** Records for the exercise **

────────────────────────────────────────

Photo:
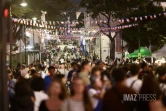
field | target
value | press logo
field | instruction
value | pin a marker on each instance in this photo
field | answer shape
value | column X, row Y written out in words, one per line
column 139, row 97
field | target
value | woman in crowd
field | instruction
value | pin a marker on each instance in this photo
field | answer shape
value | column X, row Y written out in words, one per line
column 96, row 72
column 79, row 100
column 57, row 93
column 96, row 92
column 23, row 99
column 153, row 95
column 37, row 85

────────────────────────────────────────

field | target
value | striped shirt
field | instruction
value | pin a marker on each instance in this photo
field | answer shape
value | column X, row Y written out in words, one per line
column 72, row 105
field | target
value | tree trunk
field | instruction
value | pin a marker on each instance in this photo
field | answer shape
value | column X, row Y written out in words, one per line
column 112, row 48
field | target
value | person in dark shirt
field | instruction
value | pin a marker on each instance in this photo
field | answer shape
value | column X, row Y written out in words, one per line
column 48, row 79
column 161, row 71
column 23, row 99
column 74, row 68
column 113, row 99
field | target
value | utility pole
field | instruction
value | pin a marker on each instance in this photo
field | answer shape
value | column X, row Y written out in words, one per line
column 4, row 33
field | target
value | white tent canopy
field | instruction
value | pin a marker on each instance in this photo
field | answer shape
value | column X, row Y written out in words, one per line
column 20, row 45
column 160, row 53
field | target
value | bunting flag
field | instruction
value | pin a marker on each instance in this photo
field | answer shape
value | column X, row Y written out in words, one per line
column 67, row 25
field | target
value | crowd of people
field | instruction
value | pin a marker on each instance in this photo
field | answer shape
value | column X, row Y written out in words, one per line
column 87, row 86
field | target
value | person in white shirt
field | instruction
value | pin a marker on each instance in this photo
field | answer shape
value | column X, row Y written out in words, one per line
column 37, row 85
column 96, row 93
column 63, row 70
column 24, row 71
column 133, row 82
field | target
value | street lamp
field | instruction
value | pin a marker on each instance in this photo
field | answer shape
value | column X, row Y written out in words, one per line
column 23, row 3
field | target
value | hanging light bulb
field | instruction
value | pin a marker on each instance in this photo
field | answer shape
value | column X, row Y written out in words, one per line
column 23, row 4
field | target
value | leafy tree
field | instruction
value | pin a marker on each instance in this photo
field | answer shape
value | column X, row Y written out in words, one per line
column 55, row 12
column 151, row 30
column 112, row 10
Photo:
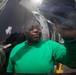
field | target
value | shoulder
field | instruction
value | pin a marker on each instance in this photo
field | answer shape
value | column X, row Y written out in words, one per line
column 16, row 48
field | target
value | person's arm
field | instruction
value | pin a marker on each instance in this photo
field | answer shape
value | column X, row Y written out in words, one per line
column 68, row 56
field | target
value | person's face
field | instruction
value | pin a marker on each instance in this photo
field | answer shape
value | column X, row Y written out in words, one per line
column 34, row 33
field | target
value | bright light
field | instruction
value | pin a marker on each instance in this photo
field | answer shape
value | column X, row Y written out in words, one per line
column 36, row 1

────────────────────────────────────────

** Do this **
Please pull out each line of the rows above that contains the string "person", treating uppercase and lowercase as different.

** Exercise response **
value | person in dark shirt
value | person in white shirt
value | person's arm
value | person's face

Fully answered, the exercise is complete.